* **Written instruction**
Identify each line in the items below that contains the word "cliff" and copy it out in full. Case counts, so a line matches only if the capitalization matches too.

* **Data shown**
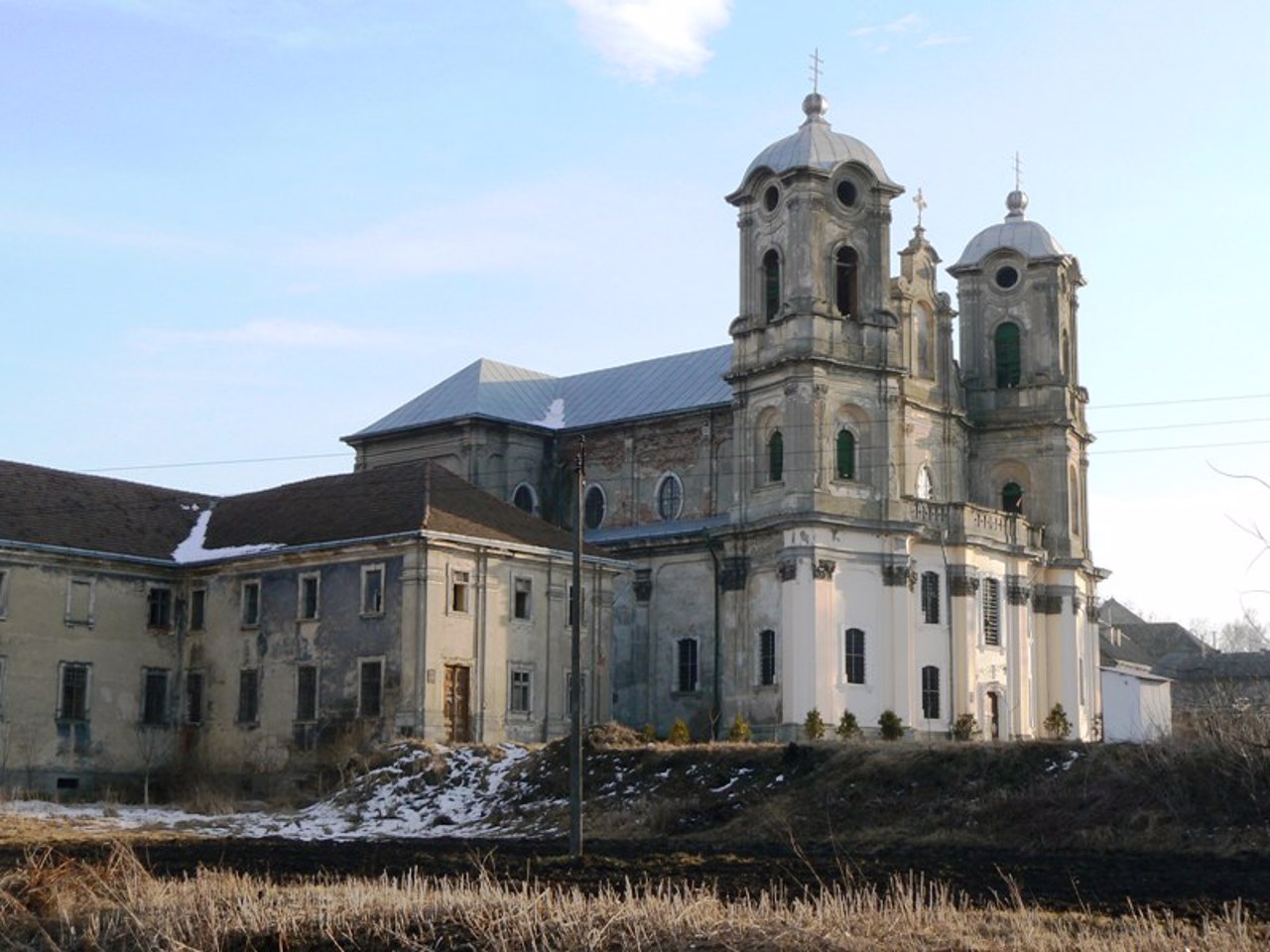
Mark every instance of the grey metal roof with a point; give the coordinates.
--
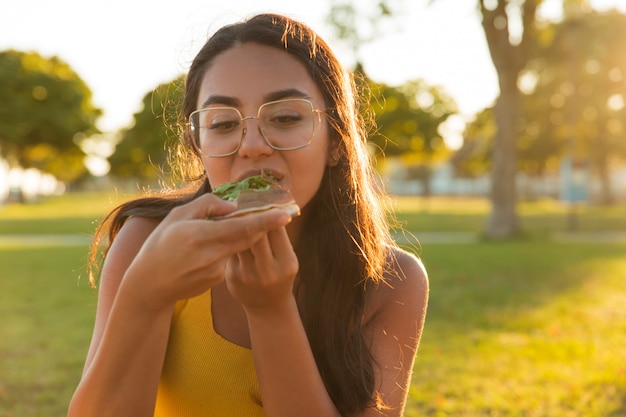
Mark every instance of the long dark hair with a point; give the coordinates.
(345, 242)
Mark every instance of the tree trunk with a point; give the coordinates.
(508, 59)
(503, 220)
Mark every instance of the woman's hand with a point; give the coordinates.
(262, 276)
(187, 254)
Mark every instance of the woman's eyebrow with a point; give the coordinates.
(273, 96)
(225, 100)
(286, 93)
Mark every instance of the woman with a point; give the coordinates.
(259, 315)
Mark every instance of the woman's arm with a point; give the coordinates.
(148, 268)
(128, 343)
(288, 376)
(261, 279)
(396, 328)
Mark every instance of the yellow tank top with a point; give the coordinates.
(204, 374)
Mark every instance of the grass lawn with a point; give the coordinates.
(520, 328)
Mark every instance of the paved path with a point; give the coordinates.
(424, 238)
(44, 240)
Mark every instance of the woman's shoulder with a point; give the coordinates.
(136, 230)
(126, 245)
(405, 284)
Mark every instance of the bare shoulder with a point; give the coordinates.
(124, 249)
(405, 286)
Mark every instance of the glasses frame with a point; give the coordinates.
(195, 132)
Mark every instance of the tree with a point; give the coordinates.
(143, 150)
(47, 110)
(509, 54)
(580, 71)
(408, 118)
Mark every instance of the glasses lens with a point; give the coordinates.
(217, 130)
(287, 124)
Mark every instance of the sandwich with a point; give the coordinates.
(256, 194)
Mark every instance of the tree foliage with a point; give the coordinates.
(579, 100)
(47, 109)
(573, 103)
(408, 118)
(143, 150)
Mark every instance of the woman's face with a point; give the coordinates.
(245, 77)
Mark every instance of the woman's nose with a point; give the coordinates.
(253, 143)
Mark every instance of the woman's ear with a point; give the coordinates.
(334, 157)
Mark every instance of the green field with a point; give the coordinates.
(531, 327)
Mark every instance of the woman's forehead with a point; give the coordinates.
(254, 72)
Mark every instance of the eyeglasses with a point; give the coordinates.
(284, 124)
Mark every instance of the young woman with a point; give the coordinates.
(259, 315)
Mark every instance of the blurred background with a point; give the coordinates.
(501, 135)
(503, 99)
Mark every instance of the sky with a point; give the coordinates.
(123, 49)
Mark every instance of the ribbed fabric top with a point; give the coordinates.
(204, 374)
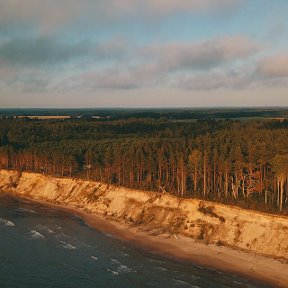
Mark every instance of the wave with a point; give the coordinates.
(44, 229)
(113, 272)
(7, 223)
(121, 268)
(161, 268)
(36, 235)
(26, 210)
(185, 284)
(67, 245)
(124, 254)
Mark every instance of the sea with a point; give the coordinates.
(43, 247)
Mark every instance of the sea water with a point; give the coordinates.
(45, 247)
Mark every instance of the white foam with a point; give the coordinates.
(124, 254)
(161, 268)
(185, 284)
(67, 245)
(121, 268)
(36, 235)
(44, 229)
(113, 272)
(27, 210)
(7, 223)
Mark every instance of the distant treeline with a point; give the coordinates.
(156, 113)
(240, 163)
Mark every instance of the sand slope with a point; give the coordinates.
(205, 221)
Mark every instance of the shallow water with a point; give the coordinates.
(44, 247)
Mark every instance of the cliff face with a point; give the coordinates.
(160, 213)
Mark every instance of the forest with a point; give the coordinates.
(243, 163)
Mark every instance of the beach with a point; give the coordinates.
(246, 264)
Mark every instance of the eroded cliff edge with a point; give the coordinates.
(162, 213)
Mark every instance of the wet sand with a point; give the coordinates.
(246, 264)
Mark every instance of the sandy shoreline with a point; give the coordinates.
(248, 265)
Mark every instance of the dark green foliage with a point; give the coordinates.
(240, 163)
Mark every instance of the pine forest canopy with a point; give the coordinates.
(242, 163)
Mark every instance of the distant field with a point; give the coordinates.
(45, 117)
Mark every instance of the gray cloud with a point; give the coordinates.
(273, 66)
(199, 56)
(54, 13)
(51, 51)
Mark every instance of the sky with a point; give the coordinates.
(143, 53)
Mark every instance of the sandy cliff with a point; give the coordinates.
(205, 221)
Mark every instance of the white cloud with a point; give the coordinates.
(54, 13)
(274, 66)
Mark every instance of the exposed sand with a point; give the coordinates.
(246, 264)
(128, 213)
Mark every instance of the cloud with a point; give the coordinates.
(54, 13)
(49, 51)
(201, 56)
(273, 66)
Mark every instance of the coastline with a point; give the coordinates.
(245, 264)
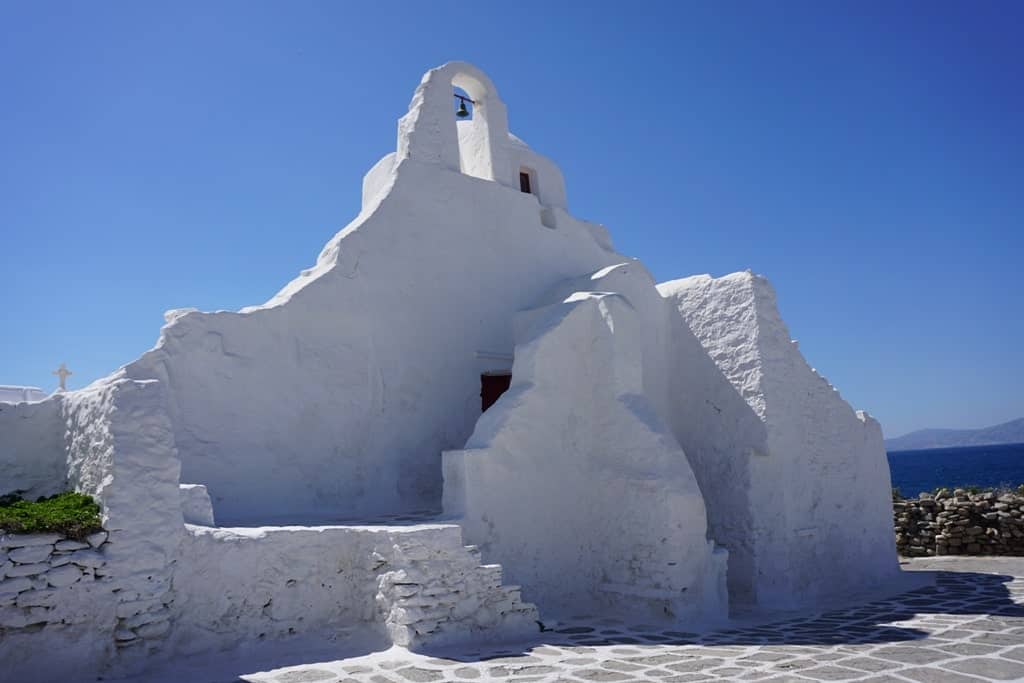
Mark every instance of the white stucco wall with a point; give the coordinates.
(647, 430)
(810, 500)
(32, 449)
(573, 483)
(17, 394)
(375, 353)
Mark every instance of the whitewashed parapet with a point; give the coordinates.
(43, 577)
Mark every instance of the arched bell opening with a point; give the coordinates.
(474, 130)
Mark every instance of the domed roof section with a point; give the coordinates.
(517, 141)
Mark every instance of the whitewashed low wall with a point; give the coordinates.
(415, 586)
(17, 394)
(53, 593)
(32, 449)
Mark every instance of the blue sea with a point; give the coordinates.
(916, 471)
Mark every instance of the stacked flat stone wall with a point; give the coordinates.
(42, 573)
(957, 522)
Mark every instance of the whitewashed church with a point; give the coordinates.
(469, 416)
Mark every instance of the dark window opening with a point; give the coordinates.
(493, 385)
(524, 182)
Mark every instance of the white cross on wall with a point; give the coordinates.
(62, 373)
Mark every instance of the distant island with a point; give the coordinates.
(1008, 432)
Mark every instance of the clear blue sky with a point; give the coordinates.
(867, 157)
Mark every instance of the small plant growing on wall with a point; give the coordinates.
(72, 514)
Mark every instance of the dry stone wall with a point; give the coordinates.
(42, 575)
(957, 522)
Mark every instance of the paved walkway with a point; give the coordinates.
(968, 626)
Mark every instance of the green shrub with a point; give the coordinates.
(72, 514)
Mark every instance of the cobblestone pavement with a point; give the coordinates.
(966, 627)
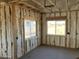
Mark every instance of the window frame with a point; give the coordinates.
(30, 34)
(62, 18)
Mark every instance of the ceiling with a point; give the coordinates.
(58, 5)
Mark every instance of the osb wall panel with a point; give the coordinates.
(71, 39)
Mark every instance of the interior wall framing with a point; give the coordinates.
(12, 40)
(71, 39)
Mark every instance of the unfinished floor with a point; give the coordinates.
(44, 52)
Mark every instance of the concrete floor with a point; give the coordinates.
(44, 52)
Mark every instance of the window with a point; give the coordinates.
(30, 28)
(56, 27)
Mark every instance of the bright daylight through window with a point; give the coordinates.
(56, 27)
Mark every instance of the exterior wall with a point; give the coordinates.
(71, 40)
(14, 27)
==
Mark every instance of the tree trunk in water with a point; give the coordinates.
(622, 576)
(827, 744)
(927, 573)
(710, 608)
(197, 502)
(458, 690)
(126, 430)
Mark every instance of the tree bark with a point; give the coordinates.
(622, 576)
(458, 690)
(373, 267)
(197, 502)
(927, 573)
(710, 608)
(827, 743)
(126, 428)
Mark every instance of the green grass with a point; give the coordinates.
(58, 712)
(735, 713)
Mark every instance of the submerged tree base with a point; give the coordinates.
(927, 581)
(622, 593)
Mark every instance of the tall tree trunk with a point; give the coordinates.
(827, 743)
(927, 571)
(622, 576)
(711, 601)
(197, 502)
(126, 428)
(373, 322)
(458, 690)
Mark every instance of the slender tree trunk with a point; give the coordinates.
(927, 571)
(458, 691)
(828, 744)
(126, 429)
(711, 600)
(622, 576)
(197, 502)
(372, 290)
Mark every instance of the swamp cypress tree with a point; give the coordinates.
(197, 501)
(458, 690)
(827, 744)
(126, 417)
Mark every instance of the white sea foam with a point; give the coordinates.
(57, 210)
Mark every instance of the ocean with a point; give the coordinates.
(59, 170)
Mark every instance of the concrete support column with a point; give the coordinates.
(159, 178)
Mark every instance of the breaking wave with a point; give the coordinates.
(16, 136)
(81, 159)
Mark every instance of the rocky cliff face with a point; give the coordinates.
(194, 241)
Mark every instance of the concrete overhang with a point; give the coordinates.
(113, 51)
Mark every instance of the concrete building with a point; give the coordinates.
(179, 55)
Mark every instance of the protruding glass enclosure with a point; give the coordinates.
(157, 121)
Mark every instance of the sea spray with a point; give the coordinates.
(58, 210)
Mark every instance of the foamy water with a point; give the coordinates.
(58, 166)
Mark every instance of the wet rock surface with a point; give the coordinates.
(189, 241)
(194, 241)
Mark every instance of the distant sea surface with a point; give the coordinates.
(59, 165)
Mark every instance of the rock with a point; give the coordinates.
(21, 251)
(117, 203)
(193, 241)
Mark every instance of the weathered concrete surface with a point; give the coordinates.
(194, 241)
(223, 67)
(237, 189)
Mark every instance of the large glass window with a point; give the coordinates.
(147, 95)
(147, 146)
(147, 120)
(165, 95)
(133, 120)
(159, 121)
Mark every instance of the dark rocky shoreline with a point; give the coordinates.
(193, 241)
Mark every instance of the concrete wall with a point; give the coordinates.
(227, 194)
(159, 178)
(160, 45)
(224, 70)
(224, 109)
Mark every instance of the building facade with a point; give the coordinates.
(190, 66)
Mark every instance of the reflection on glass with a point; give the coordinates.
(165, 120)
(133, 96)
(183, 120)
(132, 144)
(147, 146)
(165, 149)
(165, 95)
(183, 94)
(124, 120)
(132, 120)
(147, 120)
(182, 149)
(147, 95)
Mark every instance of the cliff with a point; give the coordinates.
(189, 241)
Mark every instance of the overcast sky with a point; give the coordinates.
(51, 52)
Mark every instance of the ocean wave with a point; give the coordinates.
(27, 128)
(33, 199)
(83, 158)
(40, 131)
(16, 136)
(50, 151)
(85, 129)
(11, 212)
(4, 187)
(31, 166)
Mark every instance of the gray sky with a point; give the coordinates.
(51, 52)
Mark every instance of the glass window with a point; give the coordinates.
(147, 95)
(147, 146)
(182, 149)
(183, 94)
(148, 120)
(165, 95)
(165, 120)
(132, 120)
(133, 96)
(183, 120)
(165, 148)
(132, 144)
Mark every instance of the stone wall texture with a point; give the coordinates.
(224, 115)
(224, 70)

* **Output of the task**
Mark every instance of the cliff face with a point; give the coordinates.
Mark every instance of the eroded cliff edge with a point; give the coordinates.
Mark every instance of the sandy cliff with a point; give the coordinates.
Mark every instance of the rocky cliff face with a point; give the coordinates.
Mark every instance of the cliff with a point; give the coordinates.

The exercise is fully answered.